Passage given
━━━━━━━━━━━━━━━━━━━━━━━━━━━━━━
There are a couple of companies in Vancouver pushing modular build for laneway housing. The three month build time seems to be a big advantage. Since these are the size of a garage, the transport wouldn't be as big an issue. It's interesting.

Here's one: http://homesonthelane.com/


----------



## andrewf (Mar 1, 2010)

I saw a modular home built on 'This Old House', but the modules were wall and floor panels, not preassembled boxes. I think that might have a big impact on transport cost. Also, it was a high end home.


----------



## tombiosis (Dec 18, 2010)

andrewf said:


> I saw a modular home built on 'This Old House', but the modules were wall and floor panels, not preassembled boxes. I think that might have a big impact on transport cost. Also, it was a high end home.


You are thinking of something different,,,SIP construction. I think it stands for "structurally integrated panel" or something...There is a 4 storey condo building almost complete right near my home. It went up really fast. The sign says 1 bedrooms starting at 245k! I've been watching all the pieces arriving on flatbeds...they just hoist em up and bolt em on...once its up it will be clad in brick I believe.


----------



## andrewf (Mar 1, 2010)

Perhaps that's the correct jargon--on the show they referred to it as a modular home. It certainly looked like a no-compromise building technique.
━━━━━━━━━━━━━━━━━━━━━━━━━━━━━━
Records supplied
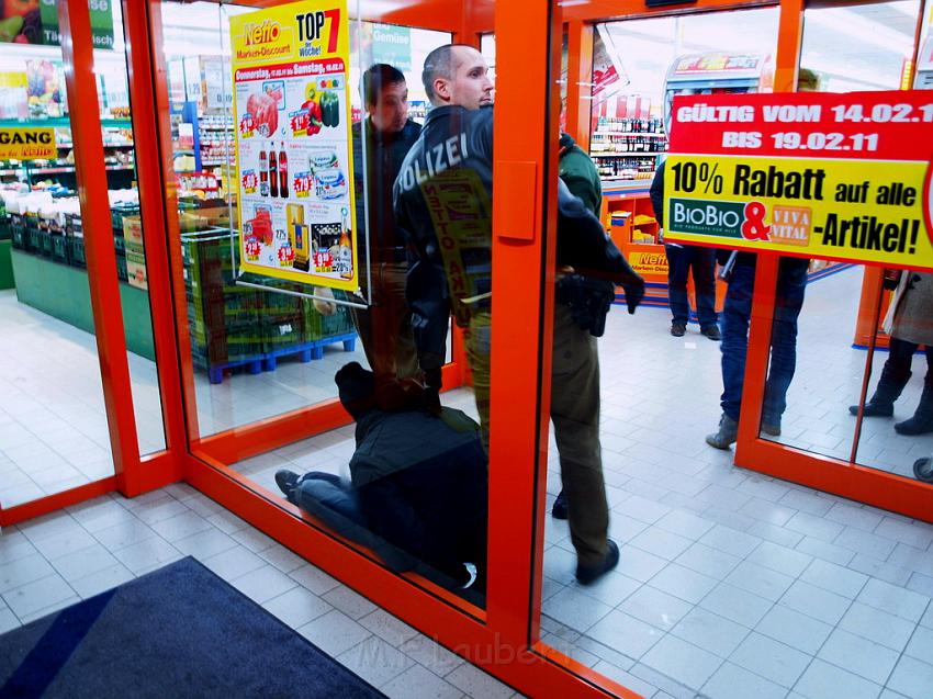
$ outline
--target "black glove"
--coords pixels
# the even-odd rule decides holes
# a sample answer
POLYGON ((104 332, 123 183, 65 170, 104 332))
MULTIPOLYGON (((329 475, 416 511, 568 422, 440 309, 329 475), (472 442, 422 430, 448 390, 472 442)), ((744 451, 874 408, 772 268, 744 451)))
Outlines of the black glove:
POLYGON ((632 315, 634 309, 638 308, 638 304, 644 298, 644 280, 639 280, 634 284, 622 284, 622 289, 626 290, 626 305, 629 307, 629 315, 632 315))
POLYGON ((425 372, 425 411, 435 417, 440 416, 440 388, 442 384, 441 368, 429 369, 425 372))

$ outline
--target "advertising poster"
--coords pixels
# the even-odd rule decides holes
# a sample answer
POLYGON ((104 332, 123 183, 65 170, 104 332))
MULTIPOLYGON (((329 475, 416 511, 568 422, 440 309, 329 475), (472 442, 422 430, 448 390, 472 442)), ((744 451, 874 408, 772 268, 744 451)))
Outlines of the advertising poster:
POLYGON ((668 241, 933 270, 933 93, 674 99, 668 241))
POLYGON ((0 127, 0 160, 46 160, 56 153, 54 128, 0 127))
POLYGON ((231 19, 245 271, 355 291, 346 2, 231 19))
━━━━━━━━━━━━━━━━━━━━━━━━━━━━━━
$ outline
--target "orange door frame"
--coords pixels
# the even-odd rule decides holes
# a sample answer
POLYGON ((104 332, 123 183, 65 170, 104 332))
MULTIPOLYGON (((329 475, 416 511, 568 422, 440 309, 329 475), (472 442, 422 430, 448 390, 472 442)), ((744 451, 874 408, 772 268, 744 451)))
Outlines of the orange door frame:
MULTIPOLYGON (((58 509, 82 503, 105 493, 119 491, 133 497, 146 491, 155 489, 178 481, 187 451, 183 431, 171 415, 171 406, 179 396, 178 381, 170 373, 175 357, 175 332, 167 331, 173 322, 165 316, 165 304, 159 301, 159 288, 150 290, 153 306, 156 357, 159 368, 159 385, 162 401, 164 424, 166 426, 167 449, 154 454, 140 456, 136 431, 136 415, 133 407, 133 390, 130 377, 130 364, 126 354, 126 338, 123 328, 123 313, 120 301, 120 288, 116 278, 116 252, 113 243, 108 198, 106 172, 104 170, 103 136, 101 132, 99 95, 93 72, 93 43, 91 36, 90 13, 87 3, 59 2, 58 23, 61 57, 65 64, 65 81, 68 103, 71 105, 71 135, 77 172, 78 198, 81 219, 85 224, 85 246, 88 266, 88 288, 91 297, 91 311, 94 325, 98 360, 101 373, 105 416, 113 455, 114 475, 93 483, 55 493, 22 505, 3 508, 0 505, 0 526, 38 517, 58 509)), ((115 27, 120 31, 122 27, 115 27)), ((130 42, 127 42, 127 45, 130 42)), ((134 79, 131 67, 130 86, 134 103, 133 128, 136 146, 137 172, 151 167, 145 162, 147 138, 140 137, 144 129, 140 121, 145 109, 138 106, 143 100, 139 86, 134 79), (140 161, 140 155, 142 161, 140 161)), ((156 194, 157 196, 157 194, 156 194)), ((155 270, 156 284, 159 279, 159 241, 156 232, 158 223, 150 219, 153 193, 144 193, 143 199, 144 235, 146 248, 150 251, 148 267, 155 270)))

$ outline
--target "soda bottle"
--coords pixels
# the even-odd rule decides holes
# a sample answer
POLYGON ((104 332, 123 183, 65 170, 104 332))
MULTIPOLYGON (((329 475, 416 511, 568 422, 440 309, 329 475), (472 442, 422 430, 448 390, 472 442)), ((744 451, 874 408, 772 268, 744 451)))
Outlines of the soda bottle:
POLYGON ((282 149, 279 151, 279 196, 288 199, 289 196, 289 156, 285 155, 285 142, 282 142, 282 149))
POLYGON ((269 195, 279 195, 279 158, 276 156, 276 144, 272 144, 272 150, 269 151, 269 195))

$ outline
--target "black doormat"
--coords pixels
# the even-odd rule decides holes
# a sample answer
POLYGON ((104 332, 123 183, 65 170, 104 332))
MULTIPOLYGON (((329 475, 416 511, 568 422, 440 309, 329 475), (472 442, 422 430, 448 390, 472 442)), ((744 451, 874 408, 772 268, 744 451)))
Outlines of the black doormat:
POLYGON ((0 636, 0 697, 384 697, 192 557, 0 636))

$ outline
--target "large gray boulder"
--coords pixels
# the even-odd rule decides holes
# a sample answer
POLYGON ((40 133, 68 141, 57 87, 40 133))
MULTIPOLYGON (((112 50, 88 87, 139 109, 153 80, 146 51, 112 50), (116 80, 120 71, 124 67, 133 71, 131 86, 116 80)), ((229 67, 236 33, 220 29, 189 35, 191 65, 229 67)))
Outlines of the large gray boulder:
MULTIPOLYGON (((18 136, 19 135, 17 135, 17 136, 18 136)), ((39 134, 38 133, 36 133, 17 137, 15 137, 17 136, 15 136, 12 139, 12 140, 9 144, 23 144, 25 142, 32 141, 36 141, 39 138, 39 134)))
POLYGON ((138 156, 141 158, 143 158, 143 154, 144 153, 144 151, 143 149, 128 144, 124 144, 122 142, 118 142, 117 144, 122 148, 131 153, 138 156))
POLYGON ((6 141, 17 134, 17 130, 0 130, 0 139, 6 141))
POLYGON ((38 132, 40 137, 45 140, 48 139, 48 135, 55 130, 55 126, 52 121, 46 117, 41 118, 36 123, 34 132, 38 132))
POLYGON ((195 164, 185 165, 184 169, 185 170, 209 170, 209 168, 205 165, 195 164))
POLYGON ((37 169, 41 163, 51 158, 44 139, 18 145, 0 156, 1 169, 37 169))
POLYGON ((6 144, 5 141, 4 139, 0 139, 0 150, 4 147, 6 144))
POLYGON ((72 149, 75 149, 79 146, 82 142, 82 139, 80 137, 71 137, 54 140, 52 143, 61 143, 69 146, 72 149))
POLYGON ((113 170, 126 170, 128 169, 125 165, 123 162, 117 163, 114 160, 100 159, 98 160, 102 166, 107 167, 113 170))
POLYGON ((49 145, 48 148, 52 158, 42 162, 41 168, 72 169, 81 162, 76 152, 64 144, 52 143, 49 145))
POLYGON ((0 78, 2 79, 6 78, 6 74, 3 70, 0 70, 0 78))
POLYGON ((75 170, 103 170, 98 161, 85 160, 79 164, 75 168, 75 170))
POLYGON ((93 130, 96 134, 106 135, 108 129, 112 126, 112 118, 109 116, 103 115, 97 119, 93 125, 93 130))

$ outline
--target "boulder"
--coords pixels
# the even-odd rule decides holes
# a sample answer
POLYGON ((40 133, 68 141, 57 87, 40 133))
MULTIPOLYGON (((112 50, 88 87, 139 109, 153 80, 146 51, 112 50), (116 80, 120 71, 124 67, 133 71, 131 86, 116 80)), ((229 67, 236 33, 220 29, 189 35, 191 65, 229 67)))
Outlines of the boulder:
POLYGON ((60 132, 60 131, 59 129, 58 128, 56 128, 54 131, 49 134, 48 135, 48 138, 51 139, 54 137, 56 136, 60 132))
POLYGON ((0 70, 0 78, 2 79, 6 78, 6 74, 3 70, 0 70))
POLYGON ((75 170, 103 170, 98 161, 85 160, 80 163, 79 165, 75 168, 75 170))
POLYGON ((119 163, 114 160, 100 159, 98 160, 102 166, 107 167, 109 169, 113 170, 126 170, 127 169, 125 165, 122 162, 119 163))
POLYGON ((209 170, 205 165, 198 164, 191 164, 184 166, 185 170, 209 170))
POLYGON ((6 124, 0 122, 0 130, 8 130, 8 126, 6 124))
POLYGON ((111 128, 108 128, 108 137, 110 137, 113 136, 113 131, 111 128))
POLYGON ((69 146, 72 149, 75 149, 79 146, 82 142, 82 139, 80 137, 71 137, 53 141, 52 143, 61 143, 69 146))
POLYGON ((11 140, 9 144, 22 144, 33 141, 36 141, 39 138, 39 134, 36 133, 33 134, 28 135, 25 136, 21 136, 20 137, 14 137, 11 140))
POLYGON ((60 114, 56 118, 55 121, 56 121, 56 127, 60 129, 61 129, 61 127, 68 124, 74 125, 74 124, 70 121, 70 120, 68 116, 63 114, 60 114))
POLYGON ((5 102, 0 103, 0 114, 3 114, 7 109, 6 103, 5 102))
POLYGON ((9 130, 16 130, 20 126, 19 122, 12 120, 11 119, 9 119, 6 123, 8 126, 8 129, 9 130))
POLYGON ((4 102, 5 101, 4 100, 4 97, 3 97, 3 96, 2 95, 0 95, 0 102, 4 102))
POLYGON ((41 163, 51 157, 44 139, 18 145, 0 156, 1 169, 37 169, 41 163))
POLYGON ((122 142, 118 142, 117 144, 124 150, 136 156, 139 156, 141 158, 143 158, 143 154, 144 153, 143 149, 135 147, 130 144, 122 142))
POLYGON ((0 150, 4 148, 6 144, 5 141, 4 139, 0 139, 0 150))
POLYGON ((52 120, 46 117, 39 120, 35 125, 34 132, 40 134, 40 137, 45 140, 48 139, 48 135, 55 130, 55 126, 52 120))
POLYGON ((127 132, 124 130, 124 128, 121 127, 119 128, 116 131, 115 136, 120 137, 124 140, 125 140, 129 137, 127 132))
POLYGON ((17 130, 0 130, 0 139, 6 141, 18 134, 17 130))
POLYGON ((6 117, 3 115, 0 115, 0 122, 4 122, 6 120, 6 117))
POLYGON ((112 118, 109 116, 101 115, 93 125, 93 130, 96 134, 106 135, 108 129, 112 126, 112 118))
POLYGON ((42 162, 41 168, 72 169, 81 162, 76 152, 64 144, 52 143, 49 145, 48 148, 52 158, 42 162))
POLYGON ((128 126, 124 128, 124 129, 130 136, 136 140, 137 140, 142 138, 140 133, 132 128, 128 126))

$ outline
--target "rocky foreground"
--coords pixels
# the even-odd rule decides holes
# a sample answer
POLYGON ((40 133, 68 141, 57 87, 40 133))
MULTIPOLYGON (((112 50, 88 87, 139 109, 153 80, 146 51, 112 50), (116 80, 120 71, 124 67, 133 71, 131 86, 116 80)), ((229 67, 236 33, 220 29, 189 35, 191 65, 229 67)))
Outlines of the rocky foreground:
━━━━━━━━━━━━━━━━━━━━━━━━━━━━━━
Work to complete
(A) Reproduce the part of the forum thread starting at "You are thinking" and ending at "no-compromise building technique.".
(B) Return every line of the listing that contains the string "orange".

Answers to each task
(A)
You are thinking of something different,,,SIP construction. I think it stands for "structurally integrated panel" or something...There is a 4 storey condo building almost complete right near my home. It went up really fast. The sign says 1 bedrooms starting at 245k! I've been watching all the pieces arriving on flatbeds...they just hoist em up and bolt em on...once its up it will be clad in brick I believe.


----------



## andrewf (Mar 1, 2010)

Perhaps that's the correct jargon--on the show they referred to it as a modular home. It certainly looked like a no-compromise building technique.

(B)
--target "orange door frame"
Outlines of the orange door frame:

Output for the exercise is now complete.